### READING TEXT:
— Start —
1.            the Officer failed to be alert, alive and sensitive to the best interests of the children by failing to define the benefits and hardships that the children would experience. In particular:

(a)     the Officer failed to examine the impact on the children when they are in the hands of their violent father for the period of time it would take their mother to (hopefully) regain their custody in the Israeli courts; 

(b)     the Officer ignored some of the key evidence pertaining to the best interests of the children such as the letter from the principal of the Jewish Day School in Richmond, BC;

(c)     the Officer erred in law by acting contrary to the decisions of the two Canadian provincial courts; 

(d)     the Officer ignored and misapprehended the evidence pertaining to the Applicant’s alleged ability to regain custody of her children from the Israeli civil courts.

 

2.      The Officer ignored and misapprehended the evidence of personalized risk pertaining to the Applicants’ fear of physical violence from Mr. Makias, by restricting himself to a general analysis of the issue of state protection in Israel.

 

 

V.  Standard of Review

[20]           Issues raised by the Applicants concerning determinations of fact and the weighing of evidence are to be reviewed on a standard of reasonableness (Dunsmuir v. New Brunswick, 2008 SCC 9, 1 S.C.R. 190 at para. 51).

 

[21]           A reasonable decision is one that upon weighing of the factors falls “within a range of possible, acceptable outcomes which are defensible in respect of the facts and law” (Dunsmuir, supra para. 47).

 

VI.  Preliminary Objection

[22]           The Respondents raise the following preliminary matter. It is submitted that the principal Applicant does not have clean hands and that the seriousness of her misconduct is such that the merits of her application should not be determined and that relief should not be granted. The Respondents state that the principal Applicant failed to report for removal and as a result was subsequently arrested. She also failed to cooperate with the CBSA and consistently refused to reveal the whereabouts of her children, the co-Applicants in this application, until two months after her arrest.  Further, the Respondents point to the recent Court of Appeal of Québec decision which raises very serious doubts as to the truthfulness and reliability of the allegations of domestic violence made, in that proceeding, against Mr. Makias by his wife.
— End —
### SET TASK:
Please retype the court decision word for word between "(b)     the Officer" and "Israeli civil courts.", inclusive. Rely on the court decision alone.

### DATA SUPPLIED:
— Start —
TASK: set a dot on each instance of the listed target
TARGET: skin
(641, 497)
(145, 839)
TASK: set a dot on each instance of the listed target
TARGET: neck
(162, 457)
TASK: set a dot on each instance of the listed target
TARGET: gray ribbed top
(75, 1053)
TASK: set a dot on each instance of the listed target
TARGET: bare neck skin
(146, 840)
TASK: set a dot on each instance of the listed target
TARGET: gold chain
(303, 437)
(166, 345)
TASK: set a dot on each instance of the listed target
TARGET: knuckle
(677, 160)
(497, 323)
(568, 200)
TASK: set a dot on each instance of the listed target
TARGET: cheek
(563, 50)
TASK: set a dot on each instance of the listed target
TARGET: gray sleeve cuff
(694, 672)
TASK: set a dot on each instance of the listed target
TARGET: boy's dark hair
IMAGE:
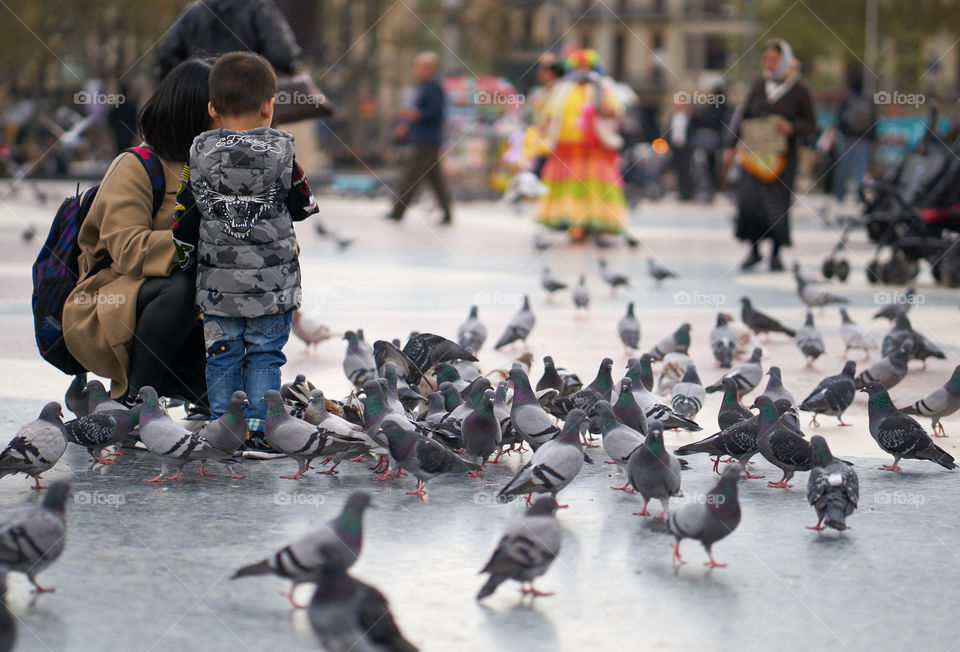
(240, 82)
(177, 111)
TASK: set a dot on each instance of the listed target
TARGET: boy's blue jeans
(244, 353)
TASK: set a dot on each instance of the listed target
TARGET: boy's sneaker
(256, 447)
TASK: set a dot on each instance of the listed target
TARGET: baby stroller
(912, 215)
— End —
### THE RESPONSE:
(b)     the Officer ignored some of the key evidence pertaining to the best interests of the children such as the letter from the principal of the Jewish Day School in Richmond, BC;

(c)     the Officer erred in law by acting contrary to the decisions of the two Canadian provincial courts; 

(d)     the Officer ignored and misapprehended the evidence pertaining to the Applicant’s alleged ability to regain custody of her children from the Israeli civil courts.